For the fifth post of the Know Your YARA Rules series, we want to create a comprehensive manual for regular expressions that would improve your YARA rules.
Why is it so complicated?
When discussing regular expressions, we must first address the elephant in the room. Regular expressions can get complicated rather quickly, mainly because they often look like winners in obfuscation games rather than something meaningful. It does not help that there are lots of sources on the Internet that sometimes contradict each other. Some documentation will tell you that regular expressions can match your case, while other sources will tell you that this cannot be done. So, where is the truth?
The reason for this is that several implementations and standards of regular expressions, unfortunately, do not always produce the same results. The difference is mainly in extensions that allow us to describe a broader range of strings. However, some expressions you use in your JavaScript code do not necessarily work in YARA rules in the same way, and some constructs are not even supported in YARA.
In this blogpost, we will first cover the basics that are the same for all implementations. Then, we will describe some additional features that can differ based on the implementation.
The formal definition
In formal theory, we define regular expressions as the way to describe a set of strings – a language. The descriptive power of them is useful but limited. Let’s say we use only the letters a and b in our language (for simplification). Of course, you can match only one letter, so a or b. Then, you can use the following operators to create more complex expressions:
- Concatenation: ab – a is followed by b, as in string “ab”
- Alternation: a|b – we are matching a or b, as in strings “a”, or “b”
- Repetition: a* – letter a is repeated zero to infinity times, such as in strings “”, “a”, “aa”, “aaa”, …
And that is it. You can combine the operators, but there is a limit to what you can describe. For practical purposes, there are several extensions that make regular expressions more usable. There are two types of extensions. The first one creates a syntax sugar around the basic definition. There are flags that influence the whole pattern (such as i for case-insensitive matching), metacharacters, such as wildcard “.” that matches any character (in YARA, this excludes the new line character, unless used with flag s), or quantifiers such as {4,5}.
The second type breaks the definition of the regular expressions so you can describe strings you cannot describe with the basic version.

▸ Raw data
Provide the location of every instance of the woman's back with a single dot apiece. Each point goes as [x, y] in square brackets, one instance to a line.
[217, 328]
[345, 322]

▸ Instructions for the task
Answer these questions about the YARA regular expressions passage.
(a) Which post of the Know Your YARA Rules series is this?
(b) Which letters does the formal definition section restrict its example language to?
(c) In YARA, which character does the wildcard "." fail to match unless flag s is used?

▸ Exercise answer
(a) The fifth post.
(b) The letters a and b.
(c) The new line character.